# my bottle washer



## Poni (Apr 9, 2013)

hi,

below is hopefully a link to an article I wrote for brew you own and winemaker magazine on a bottle washer I built to help with bottling. I would just put it on here but brew your own/winemaker magazine owns the article, great people! So here is the link to their site..

here ya go!
http://www.winemakermag.com/photos/item/469/asInline

if you have any questions please ask. This washer is awesome!

alan from silver bell winery came up with this btw


----------



## Runningwolf (Apr 9, 2013)

Hey Poni thanks for sharing. I've seen this set up several times over the past several years and still keep pondering about making one.


----------



## Wade E (Apr 10, 2013)

I dont have time to read the article now but it looks awesome. Is that March pump hooked up there?


----------



## Poni (Apr 10, 2013)

Objective 1: Count the lines in the records that contain the string "green", matching case exactly, and give only that number.
Objective 2: Carry on the bottle washer thread from the point where it stops.
The bottle washer thread above has no connection to the records that come after it.

Supplied records:

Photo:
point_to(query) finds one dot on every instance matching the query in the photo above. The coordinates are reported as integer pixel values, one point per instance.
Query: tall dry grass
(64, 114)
--
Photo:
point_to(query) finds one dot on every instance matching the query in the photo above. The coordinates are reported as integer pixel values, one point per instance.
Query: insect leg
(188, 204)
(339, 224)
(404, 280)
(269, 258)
--
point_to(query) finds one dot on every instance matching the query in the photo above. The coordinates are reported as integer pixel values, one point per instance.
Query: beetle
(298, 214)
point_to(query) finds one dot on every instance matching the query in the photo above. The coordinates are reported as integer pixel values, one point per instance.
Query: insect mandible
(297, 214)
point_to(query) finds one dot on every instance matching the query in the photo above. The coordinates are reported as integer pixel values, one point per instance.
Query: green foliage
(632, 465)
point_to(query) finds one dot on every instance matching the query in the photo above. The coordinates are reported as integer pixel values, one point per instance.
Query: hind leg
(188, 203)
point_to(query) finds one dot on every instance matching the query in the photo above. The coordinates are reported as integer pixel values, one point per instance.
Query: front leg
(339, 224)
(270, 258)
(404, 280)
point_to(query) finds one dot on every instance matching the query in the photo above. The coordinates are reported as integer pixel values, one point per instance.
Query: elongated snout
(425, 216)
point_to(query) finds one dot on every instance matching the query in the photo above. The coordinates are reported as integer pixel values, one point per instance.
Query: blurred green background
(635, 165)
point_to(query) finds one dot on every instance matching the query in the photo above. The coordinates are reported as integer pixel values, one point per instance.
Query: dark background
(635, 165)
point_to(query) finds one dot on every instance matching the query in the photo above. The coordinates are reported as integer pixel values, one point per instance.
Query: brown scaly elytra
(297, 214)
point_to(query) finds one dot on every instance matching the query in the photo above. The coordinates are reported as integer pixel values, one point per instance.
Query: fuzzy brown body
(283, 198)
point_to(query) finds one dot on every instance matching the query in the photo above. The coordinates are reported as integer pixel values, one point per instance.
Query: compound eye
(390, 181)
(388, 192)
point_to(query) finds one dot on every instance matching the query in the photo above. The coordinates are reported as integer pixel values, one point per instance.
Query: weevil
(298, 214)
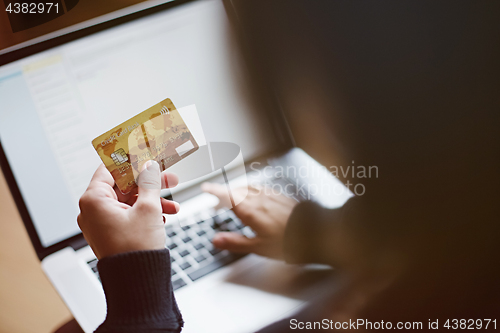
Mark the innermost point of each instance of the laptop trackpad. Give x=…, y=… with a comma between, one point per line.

Task answer 1: 2

Task answer 2:
Its just your typical water pump from a big box store. It doesnt have to be anything special. I have it plugged into a remote outlet so i can turn it on and off with the push of a button.. it works great! Its a bummer i only use it once or twice a year, its so cool i wanna use it more!


----------



## Norske (Apr 10, 2013)

We have been using the same system and it does work great. We have a sump pump that sits in the SS sink and the racks sit on the sinks apron so all of the sanitizer recirculates.
Having multiple racks makes it a real time saver.
You can buy the racks and base at morewine. And for you folks who live in the lower 48, you get free shipping.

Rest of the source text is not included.